Excerpts from point annotation data
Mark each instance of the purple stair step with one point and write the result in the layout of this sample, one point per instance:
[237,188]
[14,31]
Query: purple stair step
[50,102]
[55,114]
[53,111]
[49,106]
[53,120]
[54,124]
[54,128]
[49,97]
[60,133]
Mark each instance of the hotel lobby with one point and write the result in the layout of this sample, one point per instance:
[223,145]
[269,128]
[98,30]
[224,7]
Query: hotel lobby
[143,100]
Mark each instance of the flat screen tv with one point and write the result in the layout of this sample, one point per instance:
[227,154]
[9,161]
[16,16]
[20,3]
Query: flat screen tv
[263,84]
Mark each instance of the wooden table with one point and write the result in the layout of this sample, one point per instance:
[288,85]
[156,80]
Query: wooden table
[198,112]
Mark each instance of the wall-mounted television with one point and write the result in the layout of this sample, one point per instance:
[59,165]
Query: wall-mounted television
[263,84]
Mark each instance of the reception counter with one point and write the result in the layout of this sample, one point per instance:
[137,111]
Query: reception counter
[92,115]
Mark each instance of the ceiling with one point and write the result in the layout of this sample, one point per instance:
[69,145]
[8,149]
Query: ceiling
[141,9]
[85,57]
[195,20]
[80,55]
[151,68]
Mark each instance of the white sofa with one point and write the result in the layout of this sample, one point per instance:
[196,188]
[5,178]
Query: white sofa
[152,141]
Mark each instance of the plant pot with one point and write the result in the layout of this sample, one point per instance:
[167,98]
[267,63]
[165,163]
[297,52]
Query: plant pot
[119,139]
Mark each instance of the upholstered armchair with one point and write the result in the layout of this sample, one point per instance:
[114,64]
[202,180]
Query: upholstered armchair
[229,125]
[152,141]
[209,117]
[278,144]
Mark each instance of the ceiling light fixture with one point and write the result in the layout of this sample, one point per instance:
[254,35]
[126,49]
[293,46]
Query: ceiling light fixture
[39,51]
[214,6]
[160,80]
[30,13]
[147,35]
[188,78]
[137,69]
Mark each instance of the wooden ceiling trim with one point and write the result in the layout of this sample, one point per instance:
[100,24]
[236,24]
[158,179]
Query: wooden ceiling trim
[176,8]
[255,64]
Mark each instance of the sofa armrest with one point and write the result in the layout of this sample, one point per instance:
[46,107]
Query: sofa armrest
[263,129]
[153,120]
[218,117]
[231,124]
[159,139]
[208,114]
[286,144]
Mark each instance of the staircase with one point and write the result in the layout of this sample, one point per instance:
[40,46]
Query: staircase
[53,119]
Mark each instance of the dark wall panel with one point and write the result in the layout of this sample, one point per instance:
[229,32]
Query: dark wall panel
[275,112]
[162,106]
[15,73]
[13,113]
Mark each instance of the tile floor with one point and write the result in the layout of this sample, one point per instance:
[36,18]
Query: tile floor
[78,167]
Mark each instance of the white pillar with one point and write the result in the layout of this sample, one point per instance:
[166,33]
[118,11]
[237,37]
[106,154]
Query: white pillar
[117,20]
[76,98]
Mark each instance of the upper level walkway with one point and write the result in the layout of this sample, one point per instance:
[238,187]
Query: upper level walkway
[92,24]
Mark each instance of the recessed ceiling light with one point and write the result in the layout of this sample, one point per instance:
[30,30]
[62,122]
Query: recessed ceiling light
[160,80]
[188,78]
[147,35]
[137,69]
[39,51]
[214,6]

__TASK DIRECTIONS__:
Set down only these lines, exactly: the line containing "Mark each instance of the plant" and each line after it, through the end of the listing.

__COMPLETE OUTPUT__:
Mark each instance of the plant pot with one point and write the result in the layout of this sample, one point per instance:
[167,98]
[267,63]
[165,163]
[297,52]
Query: plant pot
[119,139]
Mark each instance of the upholstered armchair with one point and write the result in the layout of this sample, one point per instance:
[114,64]
[202,180]
Query: upholstered armchair
[229,125]
[152,141]
[209,117]
[278,144]
Mark each instance of the ceiling light fixture with one point and write the result in the layout of this sample, one point per instance:
[254,35]
[126,49]
[293,46]
Query: ceiling light fixture
[39,51]
[214,6]
[160,80]
[30,13]
[147,35]
[188,78]
[137,69]
Mark each instance of the wooden ceiling trim with one point and write the result in the layout of this sample, one point per instance:
[100,24]
[236,24]
[158,179]
Query: wooden ceiling trim
[176,8]
[255,64]
Mark each instance of the sofa armrest with one point and write the result in the layout of this sample, one point per instance:
[46,107]
Query: sofa armrest
[263,129]
[153,120]
[218,117]
[231,124]
[159,139]
[208,114]
[286,144]
Mark each instance of the staircase with one point and write the result in the layout of this sample, one point per instance:
[40,46]
Query: staircase
[53,119]
Mark each instance of the dark wall panel with one point and write the result in the layout of this sample, one point per instance:
[229,32]
Query: dark wall panel
[275,112]
[162,106]
[15,73]
[13,113]
Mark each instance of the tile floor with one point and write the result in the layout of this sample, one point per instance:
[36,18]
Query: tile floor
[78,167]
Mark each instance of the white pillar with one point and write the result in the layout of this sample, one point per instance:
[166,33]
[118,11]
[237,37]
[106,154]
Query: white pillar
[117,20]
[76,98]
Mark each instance of the upper level walkway with one point and write the result in the layout of this sample, one point per instance:
[238,187]
Query: upper level walkway
[92,24]
Mark each instance of the recessed ceiling light with one point and write the result in the layout of this sample, one point per instance:
[30,30]
[62,122]
Query: recessed ceiling light
[160,80]
[188,78]
[147,35]
[137,69]
[39,51]
[214,6]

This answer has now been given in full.